Exercise details: Pick out every line in the records below that contains the word "pool", and copy each of those lines.

Given records:
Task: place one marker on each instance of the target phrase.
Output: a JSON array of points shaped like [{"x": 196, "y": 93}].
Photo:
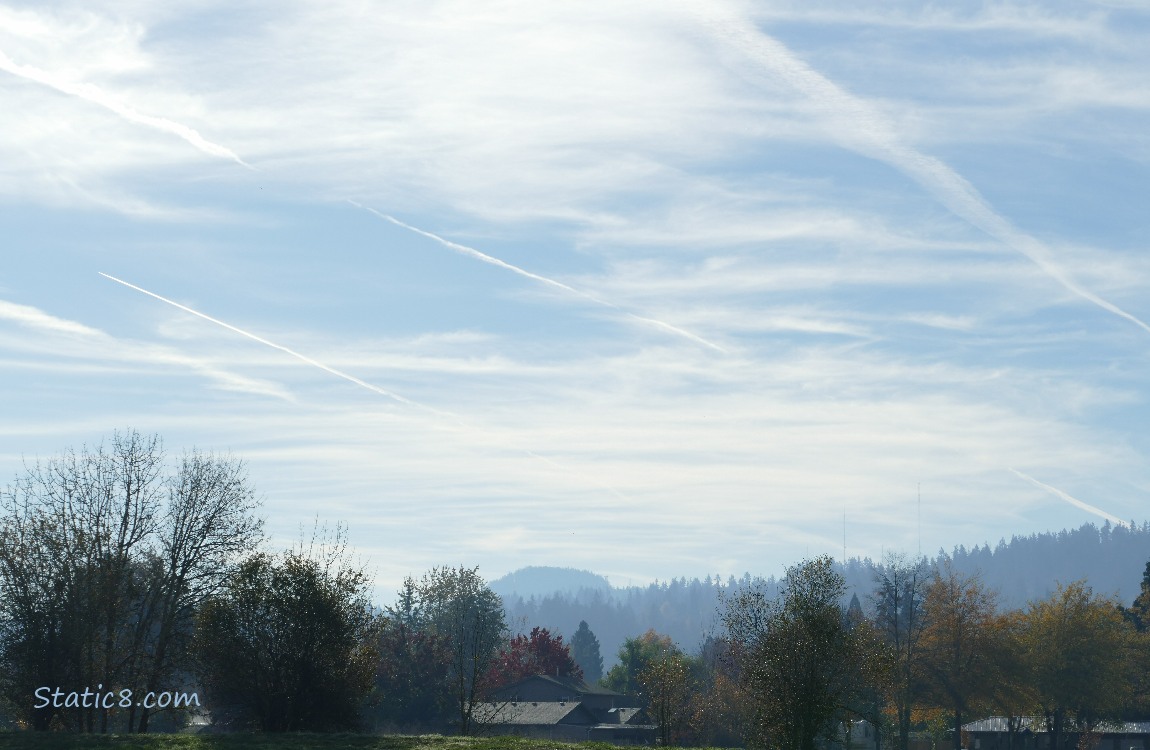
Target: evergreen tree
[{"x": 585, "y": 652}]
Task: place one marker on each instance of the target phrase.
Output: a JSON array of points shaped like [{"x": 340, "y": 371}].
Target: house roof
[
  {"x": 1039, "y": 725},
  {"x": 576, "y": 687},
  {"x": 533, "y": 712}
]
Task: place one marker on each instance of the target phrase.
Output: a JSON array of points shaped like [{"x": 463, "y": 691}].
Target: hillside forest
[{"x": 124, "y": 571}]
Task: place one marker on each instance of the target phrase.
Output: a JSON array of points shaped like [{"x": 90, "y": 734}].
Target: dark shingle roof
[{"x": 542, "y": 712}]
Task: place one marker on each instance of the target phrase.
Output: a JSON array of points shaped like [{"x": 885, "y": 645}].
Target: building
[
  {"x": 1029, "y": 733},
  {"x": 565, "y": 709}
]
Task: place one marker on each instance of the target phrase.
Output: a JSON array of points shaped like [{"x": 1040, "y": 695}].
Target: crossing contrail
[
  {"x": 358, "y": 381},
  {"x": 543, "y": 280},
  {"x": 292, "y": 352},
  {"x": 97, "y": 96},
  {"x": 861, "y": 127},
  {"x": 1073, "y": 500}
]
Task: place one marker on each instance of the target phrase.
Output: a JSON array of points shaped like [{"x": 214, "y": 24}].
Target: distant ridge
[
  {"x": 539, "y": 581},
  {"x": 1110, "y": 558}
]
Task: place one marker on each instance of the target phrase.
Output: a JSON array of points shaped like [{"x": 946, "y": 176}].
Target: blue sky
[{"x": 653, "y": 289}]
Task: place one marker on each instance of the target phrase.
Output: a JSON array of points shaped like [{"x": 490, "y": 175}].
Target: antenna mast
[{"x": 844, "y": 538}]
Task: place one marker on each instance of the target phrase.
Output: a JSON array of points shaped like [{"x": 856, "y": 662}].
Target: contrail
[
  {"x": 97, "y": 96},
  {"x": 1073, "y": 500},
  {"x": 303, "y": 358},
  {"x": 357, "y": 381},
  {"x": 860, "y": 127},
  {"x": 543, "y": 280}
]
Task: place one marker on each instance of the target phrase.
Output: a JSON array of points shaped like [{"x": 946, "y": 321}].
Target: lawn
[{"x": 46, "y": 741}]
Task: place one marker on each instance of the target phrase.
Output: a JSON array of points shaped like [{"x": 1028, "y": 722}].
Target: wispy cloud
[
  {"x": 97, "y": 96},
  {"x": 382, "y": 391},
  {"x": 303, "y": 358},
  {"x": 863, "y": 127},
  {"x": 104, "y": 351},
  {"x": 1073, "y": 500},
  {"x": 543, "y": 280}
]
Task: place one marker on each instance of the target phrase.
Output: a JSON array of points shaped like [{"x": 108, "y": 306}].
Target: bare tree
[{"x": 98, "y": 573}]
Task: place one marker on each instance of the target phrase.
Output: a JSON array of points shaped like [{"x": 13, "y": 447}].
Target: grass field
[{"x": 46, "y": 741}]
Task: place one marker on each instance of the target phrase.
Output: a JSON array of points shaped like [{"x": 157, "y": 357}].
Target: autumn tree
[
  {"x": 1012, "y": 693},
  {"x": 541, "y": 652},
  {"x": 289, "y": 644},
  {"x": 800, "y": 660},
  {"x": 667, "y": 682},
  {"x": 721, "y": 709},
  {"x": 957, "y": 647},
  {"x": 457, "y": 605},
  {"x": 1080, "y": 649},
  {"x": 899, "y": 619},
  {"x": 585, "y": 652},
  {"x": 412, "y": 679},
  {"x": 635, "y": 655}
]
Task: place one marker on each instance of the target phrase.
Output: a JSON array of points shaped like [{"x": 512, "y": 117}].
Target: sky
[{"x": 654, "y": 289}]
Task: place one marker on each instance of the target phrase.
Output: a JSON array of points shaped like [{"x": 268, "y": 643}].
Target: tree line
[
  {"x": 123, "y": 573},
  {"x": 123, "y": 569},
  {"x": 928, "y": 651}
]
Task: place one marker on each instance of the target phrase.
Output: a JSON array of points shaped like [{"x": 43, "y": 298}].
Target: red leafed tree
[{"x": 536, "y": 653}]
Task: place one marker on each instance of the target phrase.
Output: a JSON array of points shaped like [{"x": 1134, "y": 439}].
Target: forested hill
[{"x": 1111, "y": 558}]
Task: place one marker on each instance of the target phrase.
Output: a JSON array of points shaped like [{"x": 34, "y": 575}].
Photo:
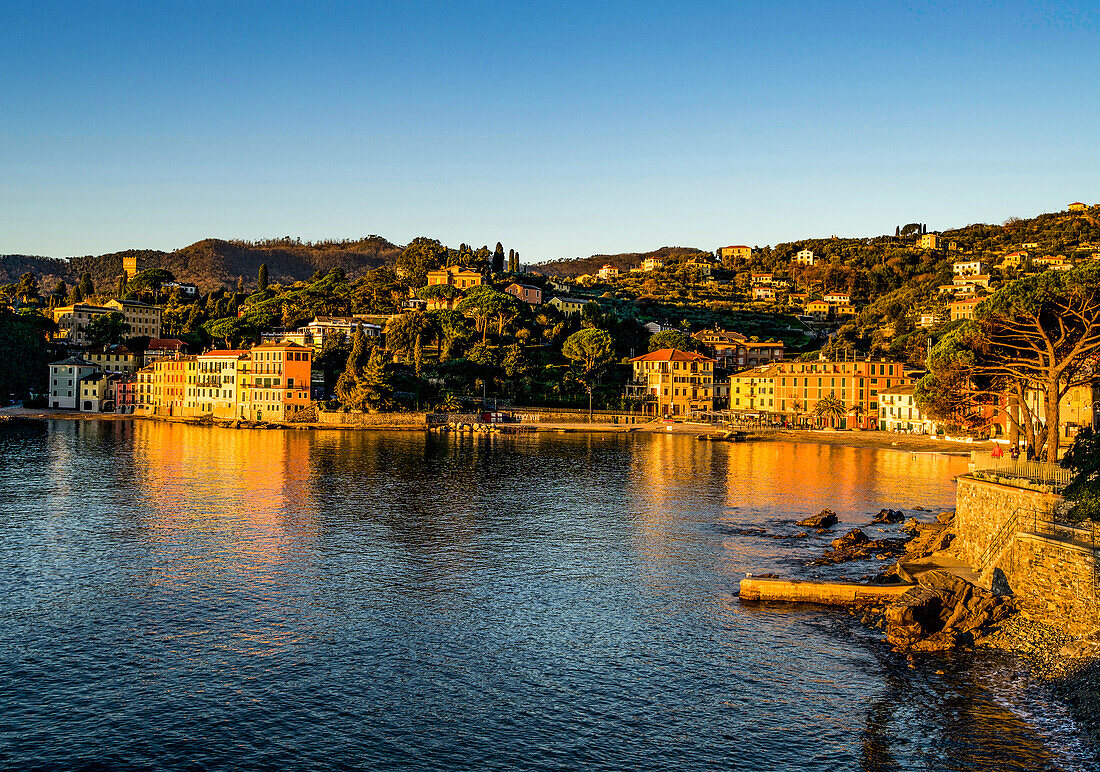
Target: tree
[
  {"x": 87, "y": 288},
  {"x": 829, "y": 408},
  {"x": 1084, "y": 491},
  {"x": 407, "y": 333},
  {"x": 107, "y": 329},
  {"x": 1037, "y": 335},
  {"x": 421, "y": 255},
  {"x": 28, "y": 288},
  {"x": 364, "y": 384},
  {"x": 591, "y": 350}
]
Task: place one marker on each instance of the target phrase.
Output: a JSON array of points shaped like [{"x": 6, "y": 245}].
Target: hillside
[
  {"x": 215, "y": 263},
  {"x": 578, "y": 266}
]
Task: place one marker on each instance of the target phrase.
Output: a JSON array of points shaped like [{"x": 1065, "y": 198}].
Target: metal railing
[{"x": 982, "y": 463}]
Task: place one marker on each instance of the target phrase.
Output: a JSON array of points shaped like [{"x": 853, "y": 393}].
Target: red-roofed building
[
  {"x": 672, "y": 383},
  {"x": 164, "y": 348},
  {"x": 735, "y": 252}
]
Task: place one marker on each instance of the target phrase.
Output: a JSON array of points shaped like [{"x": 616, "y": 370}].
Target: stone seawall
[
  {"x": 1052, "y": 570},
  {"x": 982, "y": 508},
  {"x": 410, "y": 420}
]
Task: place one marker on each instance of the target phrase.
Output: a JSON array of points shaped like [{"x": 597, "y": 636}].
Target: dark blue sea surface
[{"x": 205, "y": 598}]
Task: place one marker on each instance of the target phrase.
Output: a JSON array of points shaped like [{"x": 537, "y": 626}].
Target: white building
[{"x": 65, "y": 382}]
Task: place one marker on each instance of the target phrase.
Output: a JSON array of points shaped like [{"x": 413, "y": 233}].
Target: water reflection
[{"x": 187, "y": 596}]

--

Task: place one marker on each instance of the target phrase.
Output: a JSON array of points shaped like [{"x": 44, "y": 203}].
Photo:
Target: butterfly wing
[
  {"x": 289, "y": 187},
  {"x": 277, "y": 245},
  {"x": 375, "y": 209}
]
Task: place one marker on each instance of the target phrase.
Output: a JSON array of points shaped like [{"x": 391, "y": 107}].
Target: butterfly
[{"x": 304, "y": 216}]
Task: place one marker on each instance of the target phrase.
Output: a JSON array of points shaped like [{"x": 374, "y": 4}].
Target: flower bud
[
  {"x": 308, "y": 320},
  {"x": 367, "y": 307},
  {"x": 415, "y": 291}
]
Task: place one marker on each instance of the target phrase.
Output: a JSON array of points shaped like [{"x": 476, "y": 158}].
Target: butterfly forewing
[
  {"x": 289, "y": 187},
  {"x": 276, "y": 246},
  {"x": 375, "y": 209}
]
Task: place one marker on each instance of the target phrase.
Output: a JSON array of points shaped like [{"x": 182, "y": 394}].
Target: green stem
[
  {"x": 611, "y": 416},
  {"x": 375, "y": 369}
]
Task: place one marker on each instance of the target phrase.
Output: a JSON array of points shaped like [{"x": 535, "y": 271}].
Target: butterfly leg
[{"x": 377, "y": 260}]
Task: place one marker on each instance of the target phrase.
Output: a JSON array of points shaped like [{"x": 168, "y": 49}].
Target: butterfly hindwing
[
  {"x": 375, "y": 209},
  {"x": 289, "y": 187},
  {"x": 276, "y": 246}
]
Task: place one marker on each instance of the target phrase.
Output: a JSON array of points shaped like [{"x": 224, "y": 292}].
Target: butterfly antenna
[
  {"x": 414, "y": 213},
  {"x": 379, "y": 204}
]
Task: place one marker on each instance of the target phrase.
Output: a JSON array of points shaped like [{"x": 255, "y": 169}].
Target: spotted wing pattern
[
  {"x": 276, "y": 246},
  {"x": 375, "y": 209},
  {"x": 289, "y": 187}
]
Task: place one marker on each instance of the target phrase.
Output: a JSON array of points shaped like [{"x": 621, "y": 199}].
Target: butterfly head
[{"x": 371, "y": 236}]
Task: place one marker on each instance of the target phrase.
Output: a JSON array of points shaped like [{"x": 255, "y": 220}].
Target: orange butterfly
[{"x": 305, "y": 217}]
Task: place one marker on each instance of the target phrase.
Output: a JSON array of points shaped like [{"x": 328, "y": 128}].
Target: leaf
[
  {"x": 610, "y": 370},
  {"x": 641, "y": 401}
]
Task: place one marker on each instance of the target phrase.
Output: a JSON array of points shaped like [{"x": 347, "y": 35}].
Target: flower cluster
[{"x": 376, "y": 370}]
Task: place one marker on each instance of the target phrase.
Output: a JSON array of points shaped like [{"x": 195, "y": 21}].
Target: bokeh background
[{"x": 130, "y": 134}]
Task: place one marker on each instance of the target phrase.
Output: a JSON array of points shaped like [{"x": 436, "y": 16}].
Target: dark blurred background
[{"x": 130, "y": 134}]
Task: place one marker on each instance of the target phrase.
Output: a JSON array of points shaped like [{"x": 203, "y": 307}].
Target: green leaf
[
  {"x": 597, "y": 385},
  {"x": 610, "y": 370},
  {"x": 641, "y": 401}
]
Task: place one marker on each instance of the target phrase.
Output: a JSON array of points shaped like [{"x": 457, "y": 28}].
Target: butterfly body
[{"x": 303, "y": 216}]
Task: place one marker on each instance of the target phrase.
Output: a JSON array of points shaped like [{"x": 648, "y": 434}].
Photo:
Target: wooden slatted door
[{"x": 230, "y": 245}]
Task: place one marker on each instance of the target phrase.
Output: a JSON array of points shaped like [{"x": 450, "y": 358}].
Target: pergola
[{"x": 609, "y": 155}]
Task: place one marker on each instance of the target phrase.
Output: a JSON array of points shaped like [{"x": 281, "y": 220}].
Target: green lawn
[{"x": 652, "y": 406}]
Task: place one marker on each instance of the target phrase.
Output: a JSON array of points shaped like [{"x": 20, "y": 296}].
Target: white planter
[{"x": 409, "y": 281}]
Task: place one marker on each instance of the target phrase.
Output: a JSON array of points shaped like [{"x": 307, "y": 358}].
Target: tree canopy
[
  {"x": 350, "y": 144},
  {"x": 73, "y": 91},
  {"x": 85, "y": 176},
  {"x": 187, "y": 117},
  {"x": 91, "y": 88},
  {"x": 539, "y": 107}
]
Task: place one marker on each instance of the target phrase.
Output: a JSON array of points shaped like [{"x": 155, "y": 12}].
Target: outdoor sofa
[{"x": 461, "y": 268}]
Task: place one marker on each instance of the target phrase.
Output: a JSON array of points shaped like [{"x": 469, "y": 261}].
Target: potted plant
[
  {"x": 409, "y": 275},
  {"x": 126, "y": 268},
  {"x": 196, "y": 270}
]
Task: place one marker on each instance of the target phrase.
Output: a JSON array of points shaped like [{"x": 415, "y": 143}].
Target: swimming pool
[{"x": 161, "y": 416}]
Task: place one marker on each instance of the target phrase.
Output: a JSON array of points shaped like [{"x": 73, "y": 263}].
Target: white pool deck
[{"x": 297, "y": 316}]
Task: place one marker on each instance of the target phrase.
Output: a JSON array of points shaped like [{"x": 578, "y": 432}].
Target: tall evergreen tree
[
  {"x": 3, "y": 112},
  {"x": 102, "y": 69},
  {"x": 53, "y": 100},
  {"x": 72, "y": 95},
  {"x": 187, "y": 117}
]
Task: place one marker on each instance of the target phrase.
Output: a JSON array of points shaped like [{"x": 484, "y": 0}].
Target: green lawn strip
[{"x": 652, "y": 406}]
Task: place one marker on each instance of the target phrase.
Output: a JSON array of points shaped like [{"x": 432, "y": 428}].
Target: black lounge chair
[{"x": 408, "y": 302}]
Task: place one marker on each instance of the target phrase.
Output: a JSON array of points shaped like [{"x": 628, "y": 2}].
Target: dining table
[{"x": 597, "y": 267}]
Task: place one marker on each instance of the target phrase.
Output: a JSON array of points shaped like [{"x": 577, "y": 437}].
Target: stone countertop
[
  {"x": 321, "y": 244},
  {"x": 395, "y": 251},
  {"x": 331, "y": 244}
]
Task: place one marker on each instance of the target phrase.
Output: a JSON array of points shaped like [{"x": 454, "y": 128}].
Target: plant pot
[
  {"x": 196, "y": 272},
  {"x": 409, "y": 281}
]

==

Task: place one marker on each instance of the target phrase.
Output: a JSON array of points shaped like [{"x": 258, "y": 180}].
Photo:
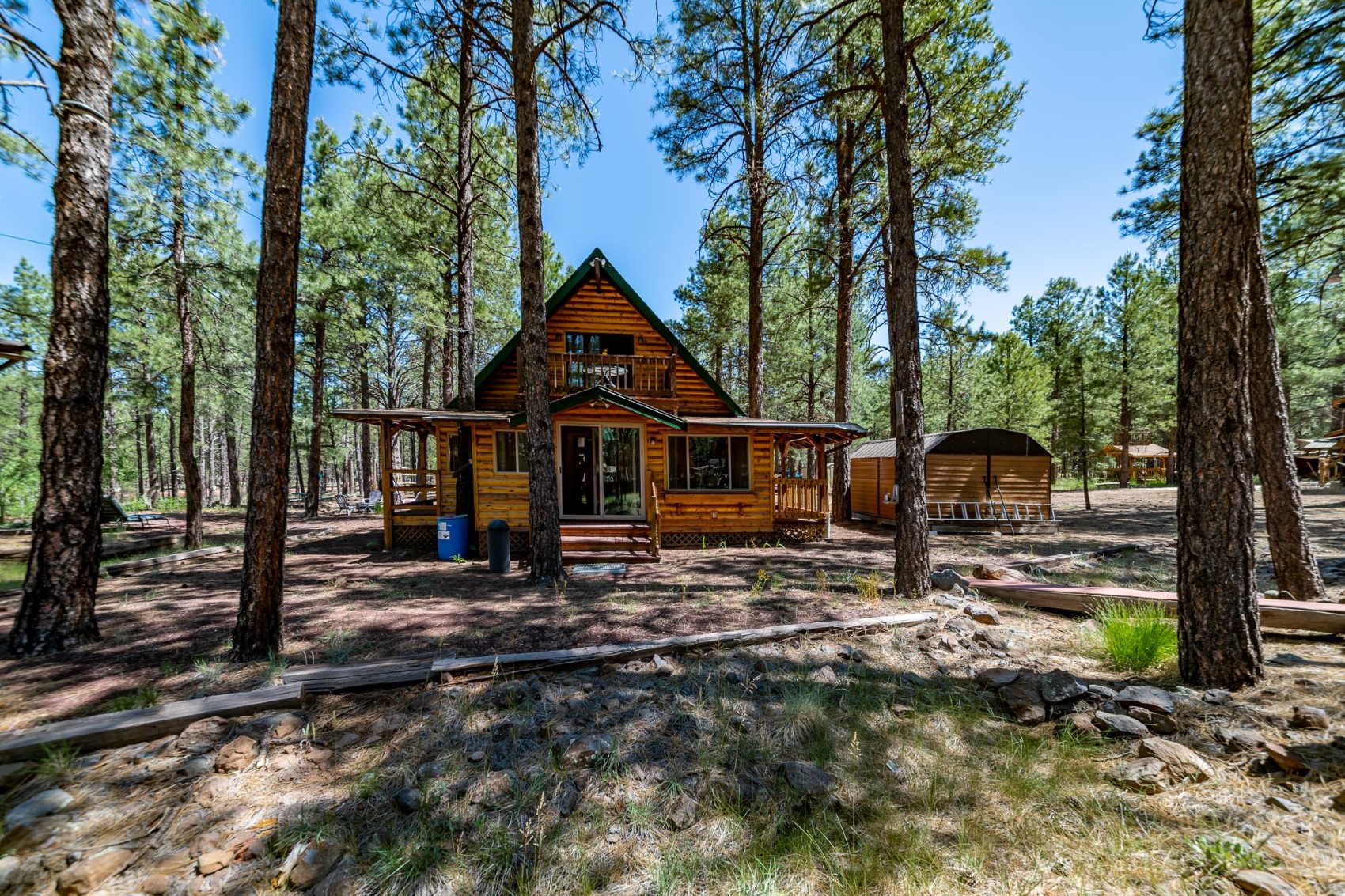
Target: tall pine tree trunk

Final result:
Target: swimming pool
Target: white pool deck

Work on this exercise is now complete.